PETUNJUK:
Salin tanpa perubahan bagian kisah penduduk Basrah yang dimulai dari "Wahai orang-orang yang" dan berakhir pada "yang penuh berkah.".

TEKS BACAAN:

Wahai orang-orang yang gelap mata dan hatinya,

Pernahkah kau dengar kisah Penduduk Basrah yang kekeringan? Mereka
sangat merindukan air yang keluar dari celah-celah awan. Sebab terik
matahari terasa sangat menyengat, padang pasir pun semakin kering dan
tandus. Suatu hari mereka sepakat untuk mengadakan Shalat Istisqa yang
langsung dipimpin oleh seorang ulama di masa itu. Ada wajah-wajah
besar yang turut serta di sana, Malik bin Dinar, Atha’ As-Sulami,
Tsabit Al-Bunani. Shalat dimulai, dua rakaat pun usai. Harapan
terbesar mereka adalah hujan-hujan yang penuh berkah.

DATA HASIL EKSTRAKSI:
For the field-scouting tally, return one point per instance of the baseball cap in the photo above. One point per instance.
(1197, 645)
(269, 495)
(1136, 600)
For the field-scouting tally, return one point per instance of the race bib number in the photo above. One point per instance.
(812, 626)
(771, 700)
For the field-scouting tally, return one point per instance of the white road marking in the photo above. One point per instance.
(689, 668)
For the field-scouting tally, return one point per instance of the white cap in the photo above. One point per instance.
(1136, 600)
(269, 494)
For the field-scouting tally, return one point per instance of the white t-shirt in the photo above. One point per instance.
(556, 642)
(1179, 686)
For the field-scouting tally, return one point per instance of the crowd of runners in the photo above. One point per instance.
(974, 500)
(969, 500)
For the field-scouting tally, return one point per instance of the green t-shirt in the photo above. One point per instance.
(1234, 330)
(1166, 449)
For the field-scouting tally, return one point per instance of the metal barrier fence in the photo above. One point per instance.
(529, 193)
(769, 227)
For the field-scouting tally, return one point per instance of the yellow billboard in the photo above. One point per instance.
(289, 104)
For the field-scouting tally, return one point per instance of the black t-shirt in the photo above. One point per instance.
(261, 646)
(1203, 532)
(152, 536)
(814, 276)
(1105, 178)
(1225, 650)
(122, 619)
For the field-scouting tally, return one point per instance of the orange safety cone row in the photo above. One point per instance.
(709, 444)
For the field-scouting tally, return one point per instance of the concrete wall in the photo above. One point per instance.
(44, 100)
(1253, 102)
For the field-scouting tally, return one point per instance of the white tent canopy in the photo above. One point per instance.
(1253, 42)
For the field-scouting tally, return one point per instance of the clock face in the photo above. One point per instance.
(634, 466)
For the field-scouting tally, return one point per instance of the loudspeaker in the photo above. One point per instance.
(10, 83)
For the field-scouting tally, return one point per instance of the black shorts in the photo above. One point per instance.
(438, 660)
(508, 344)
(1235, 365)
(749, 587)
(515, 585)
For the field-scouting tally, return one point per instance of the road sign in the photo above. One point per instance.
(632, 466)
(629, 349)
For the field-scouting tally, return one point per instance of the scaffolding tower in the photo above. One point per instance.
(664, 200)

JAWABAN LATIHAN:
Wahai orang-orang yang gelap mata dan hatinya,

Pernahkah kau dengar kisah Penduduk Basrah yang kekeringan? Mereka
sangat merindukan air yang keluar dari celah-celah awan. Sebab terik
matahari terasa sangat menyengat, padang pasir pun semakin kering dan
tandus. Suatu hari mereka sepakat untuk mengadakan Shalat Istisqa yang
langsung dipimpin oleh seorang ulama di masa itu. Ada wajah-wajah
besar yang turut serta di sana, Malik bin Dinar, Atha’ As-Sulami,
Tsabit Al-Bunani. Shalat dimulai, dua rakaat pun usai. Harapan
terbesar mereka adalah hujan-hujan yang penuh berkah.